> _BRIEF_
The answer must be one number: how many lines of the records contain "Write".

---------------

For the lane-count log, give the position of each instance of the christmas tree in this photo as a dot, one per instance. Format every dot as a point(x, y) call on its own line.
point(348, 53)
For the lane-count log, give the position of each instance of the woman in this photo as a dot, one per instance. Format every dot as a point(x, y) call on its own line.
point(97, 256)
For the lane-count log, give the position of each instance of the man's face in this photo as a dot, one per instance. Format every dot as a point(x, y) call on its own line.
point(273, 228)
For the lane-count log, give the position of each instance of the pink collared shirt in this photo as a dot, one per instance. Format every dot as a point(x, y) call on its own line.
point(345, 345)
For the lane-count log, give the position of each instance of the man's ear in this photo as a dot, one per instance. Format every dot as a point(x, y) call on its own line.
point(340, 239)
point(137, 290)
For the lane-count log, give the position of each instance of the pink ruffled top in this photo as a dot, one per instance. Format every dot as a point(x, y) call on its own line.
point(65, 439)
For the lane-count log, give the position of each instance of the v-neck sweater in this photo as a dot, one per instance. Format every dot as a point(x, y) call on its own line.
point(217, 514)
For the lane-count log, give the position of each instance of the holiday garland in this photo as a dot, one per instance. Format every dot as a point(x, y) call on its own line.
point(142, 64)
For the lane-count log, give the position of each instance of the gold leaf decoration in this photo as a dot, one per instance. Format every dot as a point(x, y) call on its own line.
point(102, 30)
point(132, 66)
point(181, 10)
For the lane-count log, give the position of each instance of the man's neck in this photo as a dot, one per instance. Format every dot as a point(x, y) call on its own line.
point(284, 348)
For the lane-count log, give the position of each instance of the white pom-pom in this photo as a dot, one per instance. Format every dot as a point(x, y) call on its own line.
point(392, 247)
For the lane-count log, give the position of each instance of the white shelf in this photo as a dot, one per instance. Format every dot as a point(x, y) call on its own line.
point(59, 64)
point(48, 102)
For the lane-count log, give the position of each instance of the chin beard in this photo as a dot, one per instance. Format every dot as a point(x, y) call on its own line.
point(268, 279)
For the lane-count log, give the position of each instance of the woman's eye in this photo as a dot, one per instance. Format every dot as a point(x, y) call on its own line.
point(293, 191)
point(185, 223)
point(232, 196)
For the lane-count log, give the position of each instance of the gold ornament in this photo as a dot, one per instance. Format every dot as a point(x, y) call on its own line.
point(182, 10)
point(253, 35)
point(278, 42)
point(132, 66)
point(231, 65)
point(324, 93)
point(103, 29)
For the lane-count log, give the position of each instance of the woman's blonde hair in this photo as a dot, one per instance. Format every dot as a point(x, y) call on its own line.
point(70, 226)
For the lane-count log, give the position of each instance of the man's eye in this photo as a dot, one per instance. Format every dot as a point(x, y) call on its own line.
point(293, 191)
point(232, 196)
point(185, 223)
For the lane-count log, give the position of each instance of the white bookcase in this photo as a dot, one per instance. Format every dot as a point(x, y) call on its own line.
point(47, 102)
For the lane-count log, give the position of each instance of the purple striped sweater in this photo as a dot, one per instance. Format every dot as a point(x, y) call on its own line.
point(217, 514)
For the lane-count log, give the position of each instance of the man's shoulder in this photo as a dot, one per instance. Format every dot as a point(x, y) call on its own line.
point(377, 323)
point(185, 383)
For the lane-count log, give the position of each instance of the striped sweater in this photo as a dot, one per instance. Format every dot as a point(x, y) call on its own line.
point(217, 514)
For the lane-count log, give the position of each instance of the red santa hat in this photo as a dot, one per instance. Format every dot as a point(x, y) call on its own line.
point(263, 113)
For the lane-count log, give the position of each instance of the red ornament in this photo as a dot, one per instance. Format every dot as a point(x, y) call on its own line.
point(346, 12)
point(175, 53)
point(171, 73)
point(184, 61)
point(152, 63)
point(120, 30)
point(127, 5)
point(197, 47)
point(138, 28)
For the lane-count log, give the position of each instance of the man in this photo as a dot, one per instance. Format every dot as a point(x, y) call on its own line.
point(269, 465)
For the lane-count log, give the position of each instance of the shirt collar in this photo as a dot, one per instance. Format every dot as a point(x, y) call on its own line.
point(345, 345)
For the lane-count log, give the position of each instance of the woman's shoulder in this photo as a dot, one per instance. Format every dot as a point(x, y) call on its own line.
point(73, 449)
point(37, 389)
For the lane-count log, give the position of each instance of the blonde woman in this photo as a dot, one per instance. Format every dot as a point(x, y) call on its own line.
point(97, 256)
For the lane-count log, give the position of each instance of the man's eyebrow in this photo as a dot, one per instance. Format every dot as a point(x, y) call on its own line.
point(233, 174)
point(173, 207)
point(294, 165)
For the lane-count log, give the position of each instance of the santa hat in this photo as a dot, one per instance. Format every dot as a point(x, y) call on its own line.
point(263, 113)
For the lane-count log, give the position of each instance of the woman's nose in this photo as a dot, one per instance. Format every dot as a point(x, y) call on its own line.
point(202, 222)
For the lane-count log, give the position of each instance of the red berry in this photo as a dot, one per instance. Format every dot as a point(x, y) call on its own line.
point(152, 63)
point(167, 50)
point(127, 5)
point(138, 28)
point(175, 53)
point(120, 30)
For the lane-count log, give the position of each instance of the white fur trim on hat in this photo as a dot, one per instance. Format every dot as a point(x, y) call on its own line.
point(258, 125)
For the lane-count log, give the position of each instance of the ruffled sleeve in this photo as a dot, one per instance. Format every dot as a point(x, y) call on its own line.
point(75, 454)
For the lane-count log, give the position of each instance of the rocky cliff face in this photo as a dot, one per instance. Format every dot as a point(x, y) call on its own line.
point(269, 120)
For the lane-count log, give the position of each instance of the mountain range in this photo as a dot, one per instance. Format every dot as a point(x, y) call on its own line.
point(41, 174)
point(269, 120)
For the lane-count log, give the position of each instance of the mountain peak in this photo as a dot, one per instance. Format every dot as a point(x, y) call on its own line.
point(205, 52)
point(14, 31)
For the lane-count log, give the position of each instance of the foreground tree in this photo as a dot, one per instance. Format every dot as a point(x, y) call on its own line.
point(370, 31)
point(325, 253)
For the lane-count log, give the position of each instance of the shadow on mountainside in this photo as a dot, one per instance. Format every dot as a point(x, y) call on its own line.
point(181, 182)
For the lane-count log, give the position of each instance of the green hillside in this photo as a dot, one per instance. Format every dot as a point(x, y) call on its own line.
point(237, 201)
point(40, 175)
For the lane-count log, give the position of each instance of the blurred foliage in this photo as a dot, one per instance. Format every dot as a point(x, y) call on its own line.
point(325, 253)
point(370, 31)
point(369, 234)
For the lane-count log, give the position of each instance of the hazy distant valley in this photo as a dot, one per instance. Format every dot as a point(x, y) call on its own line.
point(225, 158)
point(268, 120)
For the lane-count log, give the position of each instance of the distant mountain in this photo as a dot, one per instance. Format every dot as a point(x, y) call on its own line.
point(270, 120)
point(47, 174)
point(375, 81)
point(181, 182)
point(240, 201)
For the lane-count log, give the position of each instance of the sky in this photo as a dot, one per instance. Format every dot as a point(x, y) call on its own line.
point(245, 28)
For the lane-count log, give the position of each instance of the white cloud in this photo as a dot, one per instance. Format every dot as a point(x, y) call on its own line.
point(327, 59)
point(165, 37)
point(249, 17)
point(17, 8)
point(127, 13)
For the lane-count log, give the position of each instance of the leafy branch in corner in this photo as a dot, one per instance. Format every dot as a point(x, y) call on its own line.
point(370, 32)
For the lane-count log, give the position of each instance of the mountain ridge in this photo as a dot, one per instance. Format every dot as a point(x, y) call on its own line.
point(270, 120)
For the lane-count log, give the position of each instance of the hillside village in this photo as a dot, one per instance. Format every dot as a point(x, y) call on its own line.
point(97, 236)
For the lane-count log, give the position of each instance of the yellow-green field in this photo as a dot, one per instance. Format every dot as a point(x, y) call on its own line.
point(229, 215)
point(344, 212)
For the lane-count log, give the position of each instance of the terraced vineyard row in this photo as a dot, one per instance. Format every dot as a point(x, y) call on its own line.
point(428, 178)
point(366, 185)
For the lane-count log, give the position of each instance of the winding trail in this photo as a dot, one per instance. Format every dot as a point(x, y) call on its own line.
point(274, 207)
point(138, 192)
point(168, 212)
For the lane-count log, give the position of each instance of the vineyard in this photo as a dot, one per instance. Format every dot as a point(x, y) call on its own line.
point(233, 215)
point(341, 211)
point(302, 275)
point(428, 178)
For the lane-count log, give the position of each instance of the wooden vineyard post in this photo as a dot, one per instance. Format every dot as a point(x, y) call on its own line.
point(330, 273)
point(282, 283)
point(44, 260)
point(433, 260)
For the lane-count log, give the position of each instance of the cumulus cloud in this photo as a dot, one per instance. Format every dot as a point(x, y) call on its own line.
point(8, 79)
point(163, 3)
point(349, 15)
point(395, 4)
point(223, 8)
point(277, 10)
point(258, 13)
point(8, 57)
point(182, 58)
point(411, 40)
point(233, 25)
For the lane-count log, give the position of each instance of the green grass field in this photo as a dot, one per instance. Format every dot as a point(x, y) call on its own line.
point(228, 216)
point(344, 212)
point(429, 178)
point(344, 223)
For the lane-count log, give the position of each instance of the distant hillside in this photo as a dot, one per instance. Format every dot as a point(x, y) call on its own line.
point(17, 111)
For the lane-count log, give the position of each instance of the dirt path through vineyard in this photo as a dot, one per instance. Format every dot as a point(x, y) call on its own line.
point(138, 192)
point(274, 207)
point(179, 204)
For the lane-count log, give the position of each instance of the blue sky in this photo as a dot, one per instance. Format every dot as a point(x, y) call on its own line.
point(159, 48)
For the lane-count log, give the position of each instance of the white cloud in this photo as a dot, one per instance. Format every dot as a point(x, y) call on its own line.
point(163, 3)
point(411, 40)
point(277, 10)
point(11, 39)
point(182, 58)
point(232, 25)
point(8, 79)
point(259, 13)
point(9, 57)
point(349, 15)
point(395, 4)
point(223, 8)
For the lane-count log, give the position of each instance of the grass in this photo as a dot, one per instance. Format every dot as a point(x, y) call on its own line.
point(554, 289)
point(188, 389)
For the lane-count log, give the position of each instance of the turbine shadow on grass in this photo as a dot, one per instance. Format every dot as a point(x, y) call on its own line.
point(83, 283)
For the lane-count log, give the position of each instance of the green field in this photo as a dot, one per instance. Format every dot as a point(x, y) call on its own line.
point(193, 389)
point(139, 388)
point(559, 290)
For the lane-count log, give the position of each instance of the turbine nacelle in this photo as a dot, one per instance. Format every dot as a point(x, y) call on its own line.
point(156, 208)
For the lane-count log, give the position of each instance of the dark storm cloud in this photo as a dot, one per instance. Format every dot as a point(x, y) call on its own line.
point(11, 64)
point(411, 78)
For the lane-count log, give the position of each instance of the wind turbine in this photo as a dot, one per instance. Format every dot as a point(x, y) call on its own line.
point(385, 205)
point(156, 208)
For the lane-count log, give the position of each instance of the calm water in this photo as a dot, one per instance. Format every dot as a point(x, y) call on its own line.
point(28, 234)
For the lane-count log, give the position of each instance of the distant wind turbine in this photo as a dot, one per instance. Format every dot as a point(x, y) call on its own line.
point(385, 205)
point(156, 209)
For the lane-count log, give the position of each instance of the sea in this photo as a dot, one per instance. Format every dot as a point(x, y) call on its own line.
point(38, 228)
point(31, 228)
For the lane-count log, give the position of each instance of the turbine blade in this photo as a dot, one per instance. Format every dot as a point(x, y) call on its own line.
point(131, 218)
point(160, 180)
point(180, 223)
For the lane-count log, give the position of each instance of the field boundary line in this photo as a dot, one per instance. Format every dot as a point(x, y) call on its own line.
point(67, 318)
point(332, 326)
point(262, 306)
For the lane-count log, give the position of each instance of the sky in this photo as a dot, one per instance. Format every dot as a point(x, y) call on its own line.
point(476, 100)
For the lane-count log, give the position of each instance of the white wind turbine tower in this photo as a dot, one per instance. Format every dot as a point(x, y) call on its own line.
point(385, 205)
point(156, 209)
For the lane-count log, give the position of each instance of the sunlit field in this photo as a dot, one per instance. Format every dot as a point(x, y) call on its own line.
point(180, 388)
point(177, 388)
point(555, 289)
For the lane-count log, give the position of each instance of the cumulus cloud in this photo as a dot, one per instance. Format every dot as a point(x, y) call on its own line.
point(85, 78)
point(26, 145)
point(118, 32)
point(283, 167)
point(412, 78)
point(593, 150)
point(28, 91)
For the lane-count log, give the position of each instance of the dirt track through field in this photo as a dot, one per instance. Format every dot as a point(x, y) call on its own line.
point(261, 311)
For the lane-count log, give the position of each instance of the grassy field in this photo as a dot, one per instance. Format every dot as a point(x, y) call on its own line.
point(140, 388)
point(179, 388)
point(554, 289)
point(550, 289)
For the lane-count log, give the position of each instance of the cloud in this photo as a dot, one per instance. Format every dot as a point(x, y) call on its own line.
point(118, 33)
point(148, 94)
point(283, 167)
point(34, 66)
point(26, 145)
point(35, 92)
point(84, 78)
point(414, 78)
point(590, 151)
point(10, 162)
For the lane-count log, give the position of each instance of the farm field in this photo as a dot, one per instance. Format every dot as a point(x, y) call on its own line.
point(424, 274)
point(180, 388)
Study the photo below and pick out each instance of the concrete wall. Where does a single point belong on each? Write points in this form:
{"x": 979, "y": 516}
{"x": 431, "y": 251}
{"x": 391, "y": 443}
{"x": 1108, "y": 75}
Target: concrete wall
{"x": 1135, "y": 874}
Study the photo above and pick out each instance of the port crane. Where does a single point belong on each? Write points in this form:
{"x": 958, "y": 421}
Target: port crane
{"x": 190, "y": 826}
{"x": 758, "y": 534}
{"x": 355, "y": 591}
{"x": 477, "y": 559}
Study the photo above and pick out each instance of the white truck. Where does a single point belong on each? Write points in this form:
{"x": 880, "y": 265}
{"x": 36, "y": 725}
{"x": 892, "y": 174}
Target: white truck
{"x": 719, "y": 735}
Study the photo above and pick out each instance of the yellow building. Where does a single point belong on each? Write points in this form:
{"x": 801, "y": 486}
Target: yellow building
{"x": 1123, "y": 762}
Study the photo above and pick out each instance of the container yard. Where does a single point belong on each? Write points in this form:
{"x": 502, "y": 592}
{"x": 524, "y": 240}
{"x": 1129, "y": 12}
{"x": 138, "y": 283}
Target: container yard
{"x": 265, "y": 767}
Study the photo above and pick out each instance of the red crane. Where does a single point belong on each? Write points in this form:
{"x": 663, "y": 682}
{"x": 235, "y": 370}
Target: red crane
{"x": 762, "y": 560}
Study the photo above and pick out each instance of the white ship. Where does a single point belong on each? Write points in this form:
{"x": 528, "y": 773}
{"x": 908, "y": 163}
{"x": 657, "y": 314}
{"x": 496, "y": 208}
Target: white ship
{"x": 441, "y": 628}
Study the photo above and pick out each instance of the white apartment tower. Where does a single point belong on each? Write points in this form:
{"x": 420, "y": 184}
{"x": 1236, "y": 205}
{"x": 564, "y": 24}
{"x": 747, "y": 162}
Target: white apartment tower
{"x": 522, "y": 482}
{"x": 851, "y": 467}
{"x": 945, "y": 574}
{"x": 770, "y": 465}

---------------

> _RESULT FOR THIS TASK_
8